═════ Records shown ═════

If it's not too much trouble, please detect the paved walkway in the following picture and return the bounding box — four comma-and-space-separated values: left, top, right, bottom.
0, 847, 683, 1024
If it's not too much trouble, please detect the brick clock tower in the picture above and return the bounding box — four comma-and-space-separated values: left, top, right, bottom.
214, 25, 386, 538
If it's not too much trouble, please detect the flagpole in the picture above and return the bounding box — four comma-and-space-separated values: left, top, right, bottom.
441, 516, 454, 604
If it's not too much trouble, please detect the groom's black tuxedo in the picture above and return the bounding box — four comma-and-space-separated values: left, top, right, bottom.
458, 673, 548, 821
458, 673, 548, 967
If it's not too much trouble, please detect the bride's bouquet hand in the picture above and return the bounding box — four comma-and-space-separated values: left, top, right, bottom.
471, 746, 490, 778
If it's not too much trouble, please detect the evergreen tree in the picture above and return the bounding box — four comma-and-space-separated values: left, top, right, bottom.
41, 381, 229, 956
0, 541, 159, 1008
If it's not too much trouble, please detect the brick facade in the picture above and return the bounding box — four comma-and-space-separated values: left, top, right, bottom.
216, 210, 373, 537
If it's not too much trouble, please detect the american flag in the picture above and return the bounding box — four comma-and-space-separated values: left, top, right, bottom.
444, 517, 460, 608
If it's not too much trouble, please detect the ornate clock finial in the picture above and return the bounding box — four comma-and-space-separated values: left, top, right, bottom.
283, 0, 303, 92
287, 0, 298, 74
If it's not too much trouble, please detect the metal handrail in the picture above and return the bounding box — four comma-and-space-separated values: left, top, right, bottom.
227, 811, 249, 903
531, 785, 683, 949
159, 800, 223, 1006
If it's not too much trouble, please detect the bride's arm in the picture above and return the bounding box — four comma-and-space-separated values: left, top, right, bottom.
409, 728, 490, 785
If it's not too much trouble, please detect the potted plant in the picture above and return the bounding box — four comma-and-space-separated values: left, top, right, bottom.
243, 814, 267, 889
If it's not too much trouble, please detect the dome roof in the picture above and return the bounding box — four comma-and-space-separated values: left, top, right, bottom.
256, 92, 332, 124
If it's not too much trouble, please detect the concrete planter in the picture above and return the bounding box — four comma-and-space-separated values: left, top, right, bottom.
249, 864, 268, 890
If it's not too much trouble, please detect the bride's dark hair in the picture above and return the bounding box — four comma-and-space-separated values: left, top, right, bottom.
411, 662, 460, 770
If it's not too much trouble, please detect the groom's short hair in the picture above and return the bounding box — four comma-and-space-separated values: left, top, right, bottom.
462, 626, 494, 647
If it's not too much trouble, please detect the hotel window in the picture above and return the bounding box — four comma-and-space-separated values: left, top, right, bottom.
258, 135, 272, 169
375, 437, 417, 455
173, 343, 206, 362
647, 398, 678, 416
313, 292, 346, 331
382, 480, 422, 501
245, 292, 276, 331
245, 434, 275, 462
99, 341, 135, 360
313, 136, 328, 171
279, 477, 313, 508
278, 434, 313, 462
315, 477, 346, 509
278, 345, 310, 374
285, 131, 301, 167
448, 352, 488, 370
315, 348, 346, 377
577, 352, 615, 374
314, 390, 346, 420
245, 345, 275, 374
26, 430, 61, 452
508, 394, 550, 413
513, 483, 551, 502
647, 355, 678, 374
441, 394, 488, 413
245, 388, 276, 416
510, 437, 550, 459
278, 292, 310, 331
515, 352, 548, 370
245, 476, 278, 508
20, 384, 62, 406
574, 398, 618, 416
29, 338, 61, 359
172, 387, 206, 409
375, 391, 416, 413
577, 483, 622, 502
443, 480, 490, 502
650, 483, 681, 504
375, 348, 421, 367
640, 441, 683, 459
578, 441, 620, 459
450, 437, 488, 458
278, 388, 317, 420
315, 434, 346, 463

═════

Rewrite every one of the rows, changing each "bounding box" to "enclosing rectangle" and leaving everything else exactly as it is.

• _Result below_:
If it's not too much trouble, please detect the paved walkway in the following picture and return the enclosing rectangle — four comma-and-space-separated values: left, top, right, bottom.
0, 847, 683, 1024
If it's not too much trouble, please detect the brick clock tower in the picture above and return the enclosing rectangle — four comma-and-space-separated values: left, top, right, bottom.
214, 25, 386, 538
If it's not too much trouble, please detect the flagpole in the picture above and return the enclosing rectangle — four comma-and-space-separated values: left, top, right, bottom.
441, 516, 454, 604
If it's not too much trouble, please detect the groom's black tuxedo in the picture above and return the enclosing rectangle — four comma-and-space-separated values: left, top, right, bottom.
458, 673, 548, 821
458, 673, 548, 967
If it's not too much trouble, please detect the bride's bouquet hand in the picture above and return the enclosing rectangle — four comma-and-space-separated values: left, top, right, bottom.
471, 746, 490, 778
If it's not too much trouble, please detect the evergreen tree in the picture above and return the enclosing rectangle — four comma-and-space-separated values: left, top, right, bottom.
41, 381, 229, 956
0, 541, 159, 1008
If it's not too much trouble, please detect the brick facade in the picture above and return the enclosing rectangle — four comma-and-space-separated values: left, top, right, bottom.
216, 210, 373, 537
If it's not too much trouble, please detect the american flag in the picture above and return the enclosing rectangle — four comma-and-space-separated values: left, top, right, bottom.
444, 517, 460, 608
If it's not too much trouble, please detect the ornate clock finial in the picture above and return the enclosing rectangle — four comma-and-space-separated values: left, top, right, bottom.
283, 0, 303, 92
287, 0, 298, 74
If it's not too much trouble, please detect the metal handrail in the picture above and return the enclosing rectangle — four comma-and-space-separated values: left, top, right, bottom.
227, 811, 249, 903
531, 785, 683, 949
159, 800, 223, 1006
If it's not too much trouble, please detect the bride's arm in the picture above and return the enclosing rectangle — four comma-and-space-separated values: left, top, right, bottom.
409, 728, 490, 785
If it's not too much trouble, please detect the potted plant in the picture above and return the enclosing rectangle — four comma-and-space-separated values: left, top, right, bottom.
243, 814, 267, 889
If it's not too much trouble, please detect the dome roof in the picture above and return the enclosing rectangle — four comma-and-space-separated values: left, top, right, bottom.
256, 92, 332, 124
If it's not too much trouble, please detect the concrete planter in the picture above and return the enclosing rectangle — four comma-and-space-separated values: left, top, right, bottom.
249, 864, 268, 890
If it's not too much trouble, please detect the bride's dark hair in the picture above and return the enclosing rectangle — four comma-and-space-separated values: left, top, right, bottom.
411, 662, 460, 770
If it's not too much trouble, please detect the groom's short hair in the picture above and return the enclosing rectangle — four comma-and-space-separated values: left, top, right, bottom.
462, 626, 494, 647
If it's not too much trouble, please detect the hotel window in the picture above and return the enclosing rectangle — four comma-and-space-separated values: left, top, right, bottom.
258, 135, 272, 169
375, 437, 417, 455
173, 343, 206, 362
647, 398, 678, 416
313, 292, 346, 331
382, 480, 422, 501
245, 292, 276, 331
245, 434, 275, 462
99, 341, 135, 360
313, 136, 328, 171
279, 477, 313, 508
278, 434, 313, 462
315, 477, 346, 509
278, 345, 310, 374
285, 131, 301, 167
448, 352, 488, 370
315, 348, 346, 377
577, 352, 615, 374
314, 390, 346, 420
245, 345, 275, 374
26, 430, 61, 452
508, 394, 550, 413
513, 483, 551, 502
647, 355, 678, 374
441, 394, 488, 413
245, 388, 276, 416
510, 437, 550, 459
278, 292, 310, 331
515, 352, 548, 370
245, 476, 278, 508
20, 384, 62, 406
574, 398, 618, 416
29, 338, 61, 359
172, 387, 206, 409
375, 391, 416, 413
577, 483, 622, 502
443, 480, 490, 502
650, 483, 681, 504
375, 348, 421, 367
640, 441, 683, 459
578, 441, 620, 459
450, 437, 488, 458
278, 388, 317, 420
315, 434, 346, 463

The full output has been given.